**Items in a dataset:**
********************
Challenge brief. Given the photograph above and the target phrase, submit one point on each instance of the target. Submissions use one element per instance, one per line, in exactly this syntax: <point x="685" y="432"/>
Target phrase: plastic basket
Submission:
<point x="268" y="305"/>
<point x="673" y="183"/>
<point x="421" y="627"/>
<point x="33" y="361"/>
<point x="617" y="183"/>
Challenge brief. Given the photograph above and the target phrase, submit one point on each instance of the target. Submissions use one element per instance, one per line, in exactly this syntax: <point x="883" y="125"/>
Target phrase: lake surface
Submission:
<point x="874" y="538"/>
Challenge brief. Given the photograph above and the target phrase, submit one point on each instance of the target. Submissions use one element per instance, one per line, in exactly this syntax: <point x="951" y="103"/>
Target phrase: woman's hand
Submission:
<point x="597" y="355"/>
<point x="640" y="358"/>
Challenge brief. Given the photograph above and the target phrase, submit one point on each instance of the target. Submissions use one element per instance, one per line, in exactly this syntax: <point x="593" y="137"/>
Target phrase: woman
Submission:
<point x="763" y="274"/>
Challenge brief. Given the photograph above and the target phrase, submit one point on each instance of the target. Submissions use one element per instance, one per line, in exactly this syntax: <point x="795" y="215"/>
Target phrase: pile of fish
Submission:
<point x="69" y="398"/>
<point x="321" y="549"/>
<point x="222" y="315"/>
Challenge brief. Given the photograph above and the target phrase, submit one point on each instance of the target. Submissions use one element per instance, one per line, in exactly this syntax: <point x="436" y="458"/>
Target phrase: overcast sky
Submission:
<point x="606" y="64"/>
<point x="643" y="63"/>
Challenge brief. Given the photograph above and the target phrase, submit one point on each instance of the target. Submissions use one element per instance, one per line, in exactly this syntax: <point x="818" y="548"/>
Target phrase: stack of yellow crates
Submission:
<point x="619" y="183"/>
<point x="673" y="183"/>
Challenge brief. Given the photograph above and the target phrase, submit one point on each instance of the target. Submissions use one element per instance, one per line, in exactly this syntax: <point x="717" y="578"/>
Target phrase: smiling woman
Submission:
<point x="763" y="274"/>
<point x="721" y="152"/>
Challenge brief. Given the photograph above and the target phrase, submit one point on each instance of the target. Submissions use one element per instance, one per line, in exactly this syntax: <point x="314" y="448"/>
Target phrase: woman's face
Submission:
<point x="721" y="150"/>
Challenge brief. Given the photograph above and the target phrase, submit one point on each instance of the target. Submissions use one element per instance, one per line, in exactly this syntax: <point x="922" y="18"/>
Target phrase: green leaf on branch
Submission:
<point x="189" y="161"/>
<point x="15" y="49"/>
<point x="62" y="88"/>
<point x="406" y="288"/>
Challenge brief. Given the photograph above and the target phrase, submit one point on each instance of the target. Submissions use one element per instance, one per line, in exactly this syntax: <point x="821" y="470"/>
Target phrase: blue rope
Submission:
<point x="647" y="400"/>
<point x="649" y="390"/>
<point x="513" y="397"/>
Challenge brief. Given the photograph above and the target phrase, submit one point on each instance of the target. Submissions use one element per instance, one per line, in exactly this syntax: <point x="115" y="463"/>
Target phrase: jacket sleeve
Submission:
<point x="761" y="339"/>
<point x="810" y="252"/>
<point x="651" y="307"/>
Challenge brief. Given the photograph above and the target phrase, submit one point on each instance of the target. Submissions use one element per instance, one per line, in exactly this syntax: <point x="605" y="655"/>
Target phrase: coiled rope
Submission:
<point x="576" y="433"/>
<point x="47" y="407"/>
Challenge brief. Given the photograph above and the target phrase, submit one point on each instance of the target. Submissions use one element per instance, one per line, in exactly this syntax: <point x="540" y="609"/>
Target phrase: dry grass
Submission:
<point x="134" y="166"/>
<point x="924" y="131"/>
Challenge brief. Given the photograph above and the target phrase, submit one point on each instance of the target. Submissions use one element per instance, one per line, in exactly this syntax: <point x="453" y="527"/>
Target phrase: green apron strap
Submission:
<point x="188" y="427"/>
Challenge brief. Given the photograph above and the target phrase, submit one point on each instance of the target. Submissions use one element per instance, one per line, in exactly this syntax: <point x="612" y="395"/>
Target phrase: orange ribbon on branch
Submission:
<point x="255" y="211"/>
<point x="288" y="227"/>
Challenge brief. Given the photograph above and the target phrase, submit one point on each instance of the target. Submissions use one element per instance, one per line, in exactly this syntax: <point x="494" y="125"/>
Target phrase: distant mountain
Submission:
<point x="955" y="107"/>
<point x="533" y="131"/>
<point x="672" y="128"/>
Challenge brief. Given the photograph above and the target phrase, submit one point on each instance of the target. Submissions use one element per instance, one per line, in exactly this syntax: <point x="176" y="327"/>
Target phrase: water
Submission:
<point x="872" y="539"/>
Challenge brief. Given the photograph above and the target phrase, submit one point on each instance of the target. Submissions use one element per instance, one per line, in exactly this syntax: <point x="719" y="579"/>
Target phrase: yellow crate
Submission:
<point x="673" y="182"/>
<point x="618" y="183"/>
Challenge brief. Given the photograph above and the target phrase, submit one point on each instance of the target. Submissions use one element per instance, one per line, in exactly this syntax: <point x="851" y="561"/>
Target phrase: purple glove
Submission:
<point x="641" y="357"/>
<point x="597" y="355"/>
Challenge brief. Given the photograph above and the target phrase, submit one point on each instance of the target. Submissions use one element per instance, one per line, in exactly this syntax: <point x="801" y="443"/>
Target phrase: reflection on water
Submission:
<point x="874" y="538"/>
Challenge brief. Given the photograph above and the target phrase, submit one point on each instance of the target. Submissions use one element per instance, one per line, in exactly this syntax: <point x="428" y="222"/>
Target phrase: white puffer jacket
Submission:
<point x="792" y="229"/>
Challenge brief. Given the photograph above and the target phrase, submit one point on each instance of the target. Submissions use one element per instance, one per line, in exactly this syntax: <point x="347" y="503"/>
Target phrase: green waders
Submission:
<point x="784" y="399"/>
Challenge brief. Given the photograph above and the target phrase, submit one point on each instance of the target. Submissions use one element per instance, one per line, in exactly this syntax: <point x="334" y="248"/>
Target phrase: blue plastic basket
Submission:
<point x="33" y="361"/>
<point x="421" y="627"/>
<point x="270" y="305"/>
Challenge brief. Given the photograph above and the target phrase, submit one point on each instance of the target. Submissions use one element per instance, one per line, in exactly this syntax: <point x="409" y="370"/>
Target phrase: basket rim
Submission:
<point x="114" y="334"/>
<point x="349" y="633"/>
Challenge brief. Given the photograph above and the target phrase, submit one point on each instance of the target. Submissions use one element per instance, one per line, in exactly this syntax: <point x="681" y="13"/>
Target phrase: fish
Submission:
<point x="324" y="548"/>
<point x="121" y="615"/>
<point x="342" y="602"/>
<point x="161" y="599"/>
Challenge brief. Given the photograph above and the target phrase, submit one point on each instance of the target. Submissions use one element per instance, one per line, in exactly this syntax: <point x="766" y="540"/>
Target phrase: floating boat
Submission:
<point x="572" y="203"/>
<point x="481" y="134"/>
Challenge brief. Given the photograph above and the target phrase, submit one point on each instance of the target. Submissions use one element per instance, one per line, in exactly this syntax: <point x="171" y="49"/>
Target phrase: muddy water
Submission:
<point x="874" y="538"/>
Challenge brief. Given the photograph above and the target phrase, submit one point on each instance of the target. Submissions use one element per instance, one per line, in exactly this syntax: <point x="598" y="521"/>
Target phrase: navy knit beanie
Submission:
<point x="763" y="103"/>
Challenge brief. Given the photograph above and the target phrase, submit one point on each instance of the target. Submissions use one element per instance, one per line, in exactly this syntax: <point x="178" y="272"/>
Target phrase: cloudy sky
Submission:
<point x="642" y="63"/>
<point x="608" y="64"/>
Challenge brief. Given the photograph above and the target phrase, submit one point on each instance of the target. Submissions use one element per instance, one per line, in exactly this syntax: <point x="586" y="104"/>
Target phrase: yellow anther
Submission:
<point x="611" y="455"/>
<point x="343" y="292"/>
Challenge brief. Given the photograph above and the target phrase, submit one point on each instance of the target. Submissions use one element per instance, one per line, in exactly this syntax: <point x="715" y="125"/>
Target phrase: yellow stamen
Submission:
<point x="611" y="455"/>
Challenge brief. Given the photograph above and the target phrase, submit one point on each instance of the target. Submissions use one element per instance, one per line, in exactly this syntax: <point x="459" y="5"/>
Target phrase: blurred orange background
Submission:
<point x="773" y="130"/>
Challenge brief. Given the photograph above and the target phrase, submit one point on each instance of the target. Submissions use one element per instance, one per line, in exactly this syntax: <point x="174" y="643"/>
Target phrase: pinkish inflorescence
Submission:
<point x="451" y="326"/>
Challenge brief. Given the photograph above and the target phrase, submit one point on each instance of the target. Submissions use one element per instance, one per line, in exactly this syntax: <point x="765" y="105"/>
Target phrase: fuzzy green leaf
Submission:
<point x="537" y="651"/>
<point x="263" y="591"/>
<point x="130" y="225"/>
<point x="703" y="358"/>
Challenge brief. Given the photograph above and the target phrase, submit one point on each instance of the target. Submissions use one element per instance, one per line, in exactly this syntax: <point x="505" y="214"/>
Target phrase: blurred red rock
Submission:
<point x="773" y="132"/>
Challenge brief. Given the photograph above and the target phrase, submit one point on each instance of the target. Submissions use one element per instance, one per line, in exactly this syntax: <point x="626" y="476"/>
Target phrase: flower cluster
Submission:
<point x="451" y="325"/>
********************
**What to do:**
How many lines in the items above contain the word "green"? Reply with only the number.

**Task answer:**
4